• _Instructions for the task_
Copy out the rows below word for word, starting at the line containing "locate the mattress in the photo above" and continuing through the final row.

• _Exercise material_
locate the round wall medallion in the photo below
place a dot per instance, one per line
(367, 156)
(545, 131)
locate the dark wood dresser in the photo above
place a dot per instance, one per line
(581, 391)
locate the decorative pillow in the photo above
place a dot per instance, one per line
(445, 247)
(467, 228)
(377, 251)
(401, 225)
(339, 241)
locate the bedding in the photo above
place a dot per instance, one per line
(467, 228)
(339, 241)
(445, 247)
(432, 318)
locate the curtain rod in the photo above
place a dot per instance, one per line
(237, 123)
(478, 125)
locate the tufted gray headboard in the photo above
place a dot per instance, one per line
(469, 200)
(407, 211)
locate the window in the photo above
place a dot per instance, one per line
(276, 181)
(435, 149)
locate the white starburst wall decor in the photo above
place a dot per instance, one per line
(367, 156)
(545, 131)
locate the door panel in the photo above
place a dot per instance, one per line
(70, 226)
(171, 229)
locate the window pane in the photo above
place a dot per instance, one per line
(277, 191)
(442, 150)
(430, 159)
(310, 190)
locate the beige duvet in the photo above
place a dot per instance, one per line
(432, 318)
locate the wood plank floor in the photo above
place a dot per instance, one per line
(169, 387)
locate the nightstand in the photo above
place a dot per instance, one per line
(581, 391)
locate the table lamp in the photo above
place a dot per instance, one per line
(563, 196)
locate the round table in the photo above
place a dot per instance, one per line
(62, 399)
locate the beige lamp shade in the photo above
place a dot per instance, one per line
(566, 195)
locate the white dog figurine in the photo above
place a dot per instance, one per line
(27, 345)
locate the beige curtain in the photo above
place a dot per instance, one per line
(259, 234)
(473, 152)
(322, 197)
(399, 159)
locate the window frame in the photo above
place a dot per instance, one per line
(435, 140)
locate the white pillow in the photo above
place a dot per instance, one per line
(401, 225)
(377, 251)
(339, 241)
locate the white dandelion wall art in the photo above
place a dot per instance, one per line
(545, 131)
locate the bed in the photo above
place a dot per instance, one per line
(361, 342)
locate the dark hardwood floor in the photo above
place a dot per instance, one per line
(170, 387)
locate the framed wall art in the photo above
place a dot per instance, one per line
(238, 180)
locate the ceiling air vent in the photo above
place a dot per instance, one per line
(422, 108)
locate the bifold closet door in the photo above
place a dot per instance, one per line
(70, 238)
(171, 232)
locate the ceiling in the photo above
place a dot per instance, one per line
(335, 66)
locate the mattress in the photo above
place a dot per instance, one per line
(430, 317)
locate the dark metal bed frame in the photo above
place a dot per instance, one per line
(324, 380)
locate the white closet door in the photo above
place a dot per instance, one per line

• _Full response_
locate the mattress in the photo above
place a dot per instance, one per line
(430, 317)
locate the dark metal bed frame in the photo above
place a dot per instance, one per line
(324, 380)
locate the white closet door in the photo above
place a dot per instance, one per line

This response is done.